TASK REQUIREMENTS :: Would you copy out each line of the records below that includes the word "query"?

▼

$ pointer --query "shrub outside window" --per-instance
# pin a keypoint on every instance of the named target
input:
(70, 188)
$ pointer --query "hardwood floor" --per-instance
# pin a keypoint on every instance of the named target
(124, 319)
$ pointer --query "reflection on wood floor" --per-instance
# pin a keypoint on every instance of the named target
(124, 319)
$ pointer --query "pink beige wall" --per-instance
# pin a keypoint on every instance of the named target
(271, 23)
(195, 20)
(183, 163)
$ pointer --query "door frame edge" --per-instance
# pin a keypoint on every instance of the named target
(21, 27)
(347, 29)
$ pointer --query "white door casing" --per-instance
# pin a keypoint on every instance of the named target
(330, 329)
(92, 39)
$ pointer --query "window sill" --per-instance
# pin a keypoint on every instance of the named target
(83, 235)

▲

RESPONSE BELOW ::
$ pointer --query "shrub outside window" --per-instance
$ pointer --query "hardwood floor" --per-instance
$ pointer --query "reflection on wood floor" --per-instance
$ pointer --query "pink beige wall" --per-instance
$ pointer --query "door frame edge" --per-instance
$ pointer --query "white door casing" --per-instance
$ pointer --query "window sill" --per-instance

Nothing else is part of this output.